» SOURCE
[BEGIN]

Step 4: Start Cassandra
Bring up the Cassandra container and wait until it reports as healthy.
# Start Cassandra
docker compose up -d cassandra
# Follow logs until the node is up and stable
docker compose logs -f cassandra
Step 5: Verify Cassandra with nodetool
Cassandra ships with a CLI called nodetool for checking cluster health and managing nodes. You can find more details in the official nodetool docs.
Run this from your project directory:
docker compose exec cassandra nodetool status
You should see output similar to:

The key part is the Status/State column:
- UN → Up / Normal (node is healthy and serving traffic)
- DN → Down / Normal (node is unreachable or dead → investigate urgently)
- UJ → Up / Joining (node is bootstrapping into the ring)
- UL → Up / Leaving (node is being decommissioned)
- UM → Up / Moving (token ranges are being reassigned)
For this demo, you want your single node to show UN.
Step 6: Build a custom OTel Collector image
The standard OpenTelemetry Collector image doesn't ship with Java, but the JMX receiver needs a JVM to run the metrics JAR. So we'll build a small custom image with Java + otelcol-contrib.

[END]

» Region segmentation data
[BEGIN]

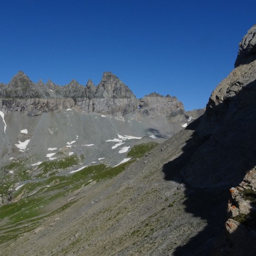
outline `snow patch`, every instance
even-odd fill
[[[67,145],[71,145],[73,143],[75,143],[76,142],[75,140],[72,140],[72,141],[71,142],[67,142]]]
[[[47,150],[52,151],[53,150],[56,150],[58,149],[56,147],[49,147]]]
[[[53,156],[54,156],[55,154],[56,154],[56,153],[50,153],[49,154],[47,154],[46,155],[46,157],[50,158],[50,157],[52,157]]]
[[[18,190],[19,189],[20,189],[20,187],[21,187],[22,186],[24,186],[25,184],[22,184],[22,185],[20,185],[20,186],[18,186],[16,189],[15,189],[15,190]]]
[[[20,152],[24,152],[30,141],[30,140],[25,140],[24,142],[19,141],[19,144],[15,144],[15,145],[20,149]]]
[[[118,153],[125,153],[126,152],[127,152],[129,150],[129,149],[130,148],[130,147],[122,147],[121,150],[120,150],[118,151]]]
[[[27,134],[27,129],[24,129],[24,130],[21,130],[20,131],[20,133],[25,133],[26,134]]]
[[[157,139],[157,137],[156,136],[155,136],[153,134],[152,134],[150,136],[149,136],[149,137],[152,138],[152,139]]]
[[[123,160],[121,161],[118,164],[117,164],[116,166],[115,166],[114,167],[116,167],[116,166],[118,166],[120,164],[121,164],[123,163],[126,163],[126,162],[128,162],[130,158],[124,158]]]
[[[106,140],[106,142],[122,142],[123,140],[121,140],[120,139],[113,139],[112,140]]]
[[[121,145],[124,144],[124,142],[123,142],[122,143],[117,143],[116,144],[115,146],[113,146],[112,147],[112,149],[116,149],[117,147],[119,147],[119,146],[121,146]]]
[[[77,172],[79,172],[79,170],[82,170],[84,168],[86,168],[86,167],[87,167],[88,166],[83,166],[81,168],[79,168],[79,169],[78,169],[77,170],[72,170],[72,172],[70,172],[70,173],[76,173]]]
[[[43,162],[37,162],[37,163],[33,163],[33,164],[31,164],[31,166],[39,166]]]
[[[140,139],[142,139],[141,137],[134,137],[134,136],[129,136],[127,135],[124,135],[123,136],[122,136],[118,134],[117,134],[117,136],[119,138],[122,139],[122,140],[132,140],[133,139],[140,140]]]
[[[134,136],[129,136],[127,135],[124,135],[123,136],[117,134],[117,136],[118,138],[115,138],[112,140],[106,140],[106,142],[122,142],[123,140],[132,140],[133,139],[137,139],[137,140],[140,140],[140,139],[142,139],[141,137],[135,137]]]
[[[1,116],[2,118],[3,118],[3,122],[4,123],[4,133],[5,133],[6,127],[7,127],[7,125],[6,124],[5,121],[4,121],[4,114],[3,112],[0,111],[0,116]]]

[END]

» TASKS TO COMPLETE
1 – Using the Cassandra guide, explain in one to three sentences why a custom OpenTelemetry Collector image has to be built.
2 – List every Status/State code in the Cassandra guide, each with what it means.
You won't need the items for this.

» LIST OF SOLUTIONS
1 – The standard OpenTelemetry Collector image doesn't include Java, but the JMX receiver needs a JVM to run the metrics JAR. So a small custom image with Java and otelcol-contrib is built.

2 –
- UN: Up / Normal (node is healthy and serving traffic)
- DN: Down / Normal (node is unreachable or dead; investigate urgently)
- UJ: Up / Joining (node is bootstrapping into the ring)
- UL: Up / Leaving (node is being decommissioned)
- UM: Up / Moving (token ranges are being reassigned)